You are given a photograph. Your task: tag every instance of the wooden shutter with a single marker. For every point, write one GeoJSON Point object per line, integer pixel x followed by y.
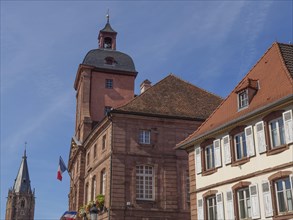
{"type": "Point", "coordinates": [288, 126]}
{"type": "Point", "coordinates": [230, 205]}
{"type": "Point", "coordinates": [200, 215]}
{"type": "Point", "coordinates": [198, 160]}
{"type": "Point", "coordinates": [217, 147]}
{"type": "Point", "coordinates": [226, 145]}
{"type": "Point", "coordinates": [291, 180]}
{"type": "Point", "coordinates": [260, 136]}
{"type": "Point", "coordinates": [255, 211]}
{"type": "Point", "coordinates": [220, 206]}
{"type": "Point", "coordinates": [267, 198]}
{"type": "Point", "coordinates": [249, 140]}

__________________________________________________

## What needs to be done
Reproduce every line of the records, requests included, adding 52 to each coordinate value in the GeoJSON points. Omit the pictures.

## Solution to this task
You are given a photograph. Your task: tag every instance of the wooden shutter with a single marker. For every point, write one GeoJSON Point object per line, integer pixel x followed by y.
{"type": "Point", "coordinates": [340, 178]}
{"type": "Point", "coordinates": [282, 257]}
{"type": "Point", "coordinates": [252, 267]}
{"type": "Point", "coordinates": [250, 212]}
{"type": "Point", "coordinates": [269, 199]}
{"type": "Point", "coordinates": [278, 197]}
{"type": "Point", "coordinates": [343, 232]}
{"type": "Point", "coordinates": [312, 188]}
{"type": "Point", "coordinates": [307, 263]}
{"type": "Point", "coordinates": [272, 258]}
{"type": "Point", "coordinates": [319, 250]}
{"type": "Point", "coordinates": [301, 192]}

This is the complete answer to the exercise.